Items from a data source:
* * * *
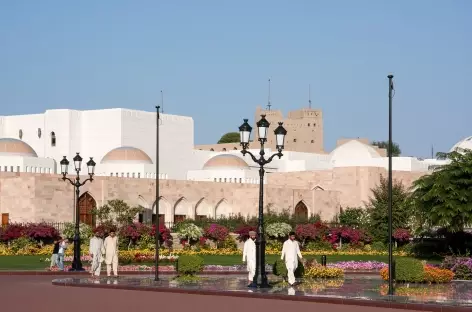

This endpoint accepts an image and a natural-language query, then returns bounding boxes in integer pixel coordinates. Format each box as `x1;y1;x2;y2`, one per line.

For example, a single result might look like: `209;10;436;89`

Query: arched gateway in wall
79;192;97;227
295;201;308;219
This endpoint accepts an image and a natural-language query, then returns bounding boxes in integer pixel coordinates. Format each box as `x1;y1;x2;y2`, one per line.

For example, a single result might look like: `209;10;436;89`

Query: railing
1;222;68;232
1;220;346;232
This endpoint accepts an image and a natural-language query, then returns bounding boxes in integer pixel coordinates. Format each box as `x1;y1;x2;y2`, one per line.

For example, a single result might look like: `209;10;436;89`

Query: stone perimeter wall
* * * *
**Written instruction**
Return the whole listing, word for word, and leave out every picture.

**Completed exercise**
This endpoint accepts an image and a natural-language query, then returns bounding boxes in integer pixel coordinates. Format each box as `x1;y1;x2;y2`, one per line.

For example, a single result might look like: `209;10;436;89`

Query: arched gateway in wall
79;192;97;227
295;201;308;219
This endpoint accepts an image and a natural-language query, then returns bounding boxes in integer pixel coordinates. Format each box as `x1;y1;x2;y2`, one per line.

For example, a single result might look like: `209;10;436;89`

Query: railing
1;222;68;232
1;220;346;232
This endpoint accepts an image and a natural-language query, then returns bounding boxes in integer pixel coordinates. Format each box as `x1;y1;x2;y2`, one per line.

For example, a single result might look like: `209;10;436;89`

Query: stone perimeter wall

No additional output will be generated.